Start of Working data
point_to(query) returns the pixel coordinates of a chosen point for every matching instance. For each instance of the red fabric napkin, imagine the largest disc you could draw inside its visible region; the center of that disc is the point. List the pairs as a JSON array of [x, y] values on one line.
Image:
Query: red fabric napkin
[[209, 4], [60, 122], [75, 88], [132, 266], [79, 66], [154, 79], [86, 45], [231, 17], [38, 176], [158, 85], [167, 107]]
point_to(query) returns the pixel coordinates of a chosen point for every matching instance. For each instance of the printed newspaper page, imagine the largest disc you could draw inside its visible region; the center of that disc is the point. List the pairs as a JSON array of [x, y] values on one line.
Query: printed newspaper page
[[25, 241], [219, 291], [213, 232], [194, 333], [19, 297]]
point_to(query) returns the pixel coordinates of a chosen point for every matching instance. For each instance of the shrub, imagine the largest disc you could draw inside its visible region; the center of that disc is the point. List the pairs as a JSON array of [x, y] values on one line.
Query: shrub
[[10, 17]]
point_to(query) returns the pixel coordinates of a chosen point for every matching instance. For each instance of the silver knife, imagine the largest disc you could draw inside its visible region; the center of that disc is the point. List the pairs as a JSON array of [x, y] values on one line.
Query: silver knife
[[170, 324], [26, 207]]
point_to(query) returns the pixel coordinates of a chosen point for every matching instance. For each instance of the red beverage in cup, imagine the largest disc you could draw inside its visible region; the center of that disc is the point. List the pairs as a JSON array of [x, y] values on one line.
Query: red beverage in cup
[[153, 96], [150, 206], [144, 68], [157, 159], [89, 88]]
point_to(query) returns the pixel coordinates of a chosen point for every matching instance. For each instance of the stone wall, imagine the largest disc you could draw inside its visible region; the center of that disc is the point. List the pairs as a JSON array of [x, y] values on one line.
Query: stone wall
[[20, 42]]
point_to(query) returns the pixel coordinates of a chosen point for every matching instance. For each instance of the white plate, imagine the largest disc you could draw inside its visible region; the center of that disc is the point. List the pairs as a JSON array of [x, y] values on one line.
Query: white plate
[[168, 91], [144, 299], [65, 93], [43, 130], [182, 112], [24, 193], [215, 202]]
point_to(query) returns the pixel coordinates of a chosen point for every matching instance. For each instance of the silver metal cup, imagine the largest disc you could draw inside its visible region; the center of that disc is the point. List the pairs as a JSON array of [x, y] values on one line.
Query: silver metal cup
End of Working data
• **Exercise brief**
Write out each line of the data above again, exactly as given.

• **Solution to the exercise**
point_to(query) returns the pixel coordinates of a chosen point for every matching instance. For each instance of the red fabric napkin, imagine the largest disc you could draw inside its visible region; the center of that disc is the point. List the pairs as a JSON array of [x, y] values on one line.
Image:
Query: red fabric napkin
[[209, 4], [60, 122], [75, 88], [132, 266], [79, 66], [154, 79], [86, 45], [231, 17], [38, 176], [158, 85], [167, 107]]
point_to(query) returns the pixel coordinates of a chosen point for every matching instance. For each instance of the printed newspaper page, imagine the largest disc you could draw inside its visible region; the center of that disc is the point. List the pairs as a JSON array of [x, y] values on one line.
Query: printed newspaper page
[[25, 241], [219, 291], [213, 232], [194, 333], [19, 297]]
point_to(query) returns the pixel coordinates of a chosen point for every matching instance. For each instance of the shrub, imagine the largest disc you could draw inside its visible region; the center of that disc is the point. List the pairs as a JSON array of [x, y] values on one line.
Query: shrub
[[10, 17]]
point_to(query) returns the pixel coordinates of a chosen point for every matching instance. For each instance of the silver knife, imagine the largest disc you could draw inside its visible region; the center of that disc is the point. List the pairs as a JSON array of [x, y] values on one line.
Query: silver knife
[[170, 324], [26, 207]]
point_to(query) returns the pixel coordinates of a chosen point for every matching instance. For each instance of the red beverage in cup, imagine the largest disc you could draw inside its visible region; the center of that disc is the point. List the pairs as a JSON array of [x, y] values on one line.
Query: red beverage in cup
[[153, 96], [150, 206], [144, 68], [157, 159], [89, 88]]
point_to(query) returns the pixel coordinates of a chosen point for every matching instance. For each instance of the stone wall, imagine the largest disc you could draw inside its visible region; the center of that disc is the point. List the pairs as a JSON array of [x, y] values on one line.
Query: stone wall
[[20, 42]]
point_to(query) returns the pixel coordinates of a chosen point for every matching instance. For each instance of the white plate, imagine the largest disc you could draw inside its visible region; the center of that disc is the point. List the pairs as a JSON array of [x, y] values on one line.
Query: white plate
[[168, 91], [144, 299], [65, 93], [43, 130], [182, 112], [24, 193], [215, 202]]
point_to(query) returns the pixel coordinates of a chosen point for every matching instance. For each instance of the silver metal cup, imagine the largest disc you could draw inside its visible region; the center of that disc is the point. List the pairs as a JSON array of [x, y] values on one line.
Query: silver metal cup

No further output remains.